> Extracted data
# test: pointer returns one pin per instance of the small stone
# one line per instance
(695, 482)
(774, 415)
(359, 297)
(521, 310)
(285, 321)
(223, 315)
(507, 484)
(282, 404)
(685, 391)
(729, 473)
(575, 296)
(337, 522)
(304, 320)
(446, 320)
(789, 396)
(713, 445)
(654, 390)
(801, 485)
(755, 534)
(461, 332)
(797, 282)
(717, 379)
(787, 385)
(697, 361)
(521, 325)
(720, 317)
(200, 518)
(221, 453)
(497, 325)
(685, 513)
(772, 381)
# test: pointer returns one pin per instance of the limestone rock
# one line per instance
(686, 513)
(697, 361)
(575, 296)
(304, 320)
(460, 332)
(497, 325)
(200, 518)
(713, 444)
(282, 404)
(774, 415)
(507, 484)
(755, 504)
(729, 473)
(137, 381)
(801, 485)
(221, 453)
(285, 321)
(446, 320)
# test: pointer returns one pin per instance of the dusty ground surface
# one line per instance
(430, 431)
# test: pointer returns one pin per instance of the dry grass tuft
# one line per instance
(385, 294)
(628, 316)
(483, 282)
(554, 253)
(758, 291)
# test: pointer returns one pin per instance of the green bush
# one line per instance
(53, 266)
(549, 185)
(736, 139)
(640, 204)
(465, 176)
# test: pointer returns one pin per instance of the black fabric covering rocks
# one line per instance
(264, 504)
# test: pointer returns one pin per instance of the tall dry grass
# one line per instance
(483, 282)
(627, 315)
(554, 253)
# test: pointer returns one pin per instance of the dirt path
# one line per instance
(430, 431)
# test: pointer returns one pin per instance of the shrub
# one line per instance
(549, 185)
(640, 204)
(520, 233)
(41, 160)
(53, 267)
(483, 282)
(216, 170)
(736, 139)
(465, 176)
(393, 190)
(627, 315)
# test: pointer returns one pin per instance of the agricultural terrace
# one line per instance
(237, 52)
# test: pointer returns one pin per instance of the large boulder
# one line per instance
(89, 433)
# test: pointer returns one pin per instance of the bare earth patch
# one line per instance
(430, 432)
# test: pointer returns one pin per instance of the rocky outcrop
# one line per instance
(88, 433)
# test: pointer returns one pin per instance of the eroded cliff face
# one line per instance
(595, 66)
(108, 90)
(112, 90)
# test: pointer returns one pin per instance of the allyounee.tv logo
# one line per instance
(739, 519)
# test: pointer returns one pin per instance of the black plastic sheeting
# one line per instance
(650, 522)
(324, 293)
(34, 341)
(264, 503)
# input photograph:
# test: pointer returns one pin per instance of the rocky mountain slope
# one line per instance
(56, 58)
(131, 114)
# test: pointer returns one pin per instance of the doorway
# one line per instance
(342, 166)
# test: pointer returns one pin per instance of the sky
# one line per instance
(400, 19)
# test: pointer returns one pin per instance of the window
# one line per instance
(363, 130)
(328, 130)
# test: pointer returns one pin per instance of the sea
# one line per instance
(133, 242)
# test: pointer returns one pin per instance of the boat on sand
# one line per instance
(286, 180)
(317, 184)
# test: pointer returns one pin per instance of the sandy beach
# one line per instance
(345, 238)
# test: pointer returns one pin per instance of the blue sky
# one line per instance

> What to work on
Rewrite all of the rows above, replacing every occurrence of "one pin" with "a single marker" and leaving everything else unchanged.

> Result of this exercise
# test: pointer returns a single marker per instance of the small stone
# one line per instance
(695, 482)
(774, 415)
(359, 297)
(521, 310)
(285, 321)
(223, 315)
(507, 484)
(282, 404)
(685, 391)
(729, 473)
(575, 296)
(337, 522)
(304, 320)
(446, 320)
(789, 396)
(713, 445)
(654, 390)
(801, 485)
(755, 534)
(461, 332)
(797, 282)
(717, 379)
(787, 385)
(697, 361)
(521, 325)
(720, 317)
(200, 518)
(221, 453)
(497, 325)
(685, 513)
(772, 381)
# test: pointer returns a single marker per instance of the limestone rock
# one line per instance
(686, 513)
(697, 361)
(575, 296)
(304, 320)
(460, 332)
(497, 325)
(200, 518)
(713, 444)
(282, 404)
(774, 415)
(507, 484)
(755, 504)
(729, 473)
(137, 381)
(801, 485)
(221, 453)
(285, 321)
(446, 320)
# test: pointer returns a single marker per instance of the dusty ground surface
# one line per instance
(430, 431)
# test: pointer returns a single marker per instance of the dry grass tuft
# one line per instance
(385, 294)
(628, 316)
(483, 282)
(554, 253)
(758, 291)
# test: pointer returns a single marker per instance of the green bush
# one line per instance
(53, 266)
(549, 185)
(736, 139)
(640, 204)
(465, 176)
# test: pointer returns a single marker per instance of the black fabric covering rocks
# one line per instance
(264, 504)
# test: pointer returns a single marker per instance of the tall dry grass
# one line per instance
(483, 282)
(627, 315)
(554, 253)
# test: pointer returns a single marker per instance of the dirt path
# one line per instance
(430, 431)
# test: pointer returns a single marker per instance of the shrub
# one line per instance
(549, 185)
(640, 204)
(520, 233)
(41, 160)
(53, 267)
(483, 282)
(216, 170)
(736, 139)
(465, 176)
(393, 190)
(627, 315)
# test: pointer returns a single marker per instance of the agricultural terrace
# one line per instance
(237, 52)
# test: pointer returns a single marker per instance of the large boulder
# one line per instance
(89, 433)
# test: pointer returns a single marker per instance of the bare earth patch
# one line per instance
(430, 432)
# test: pointer returns a single marker per instance of the rocky outcrop
# one line per instance
(88, 433)
# test: pointer returns a single marker per instance of the eroded cliff face
# one line per instance
(595, 66)
(108, 90)
(112, 90)
# test: pointer returns a single marker per instance of the allyounee.tv logo
# one line per instance
(739, 519)
# test: pointer returns a single marker per instance of the black plastic sheeting
# one line per instance
(650, 522)
(324, 293)
(34, 341)
(264, 503)
# input photograph:
# test: pointer returns a single marker per instance of the rocky mountain slope
# one line per instance
(56, 58)
(131, 114)
# test: pointer returns a single marker per instance of the doorway
# one line per instance
(342, 166)
# test: pointer returns a single marker per instance of the sky
# one line per instance
(400, 19)
# test: pointer returns a single marker per instance of the window
# one line per instance
(363, 130)
(328, 130)
# test: pointer returns a single marker per instance of the sea
# one line per instance
(133, 242)
# test: pointer returns a single marker per instance of the boat on sand
# one line per instance
(286, 180)
(317, 184)
# test: pointer returns a single marker per instance of the sandy beach
# one line per instance
(345, 238)
# test: pointer returns a single marker per instance of the blue sky
# one line per instance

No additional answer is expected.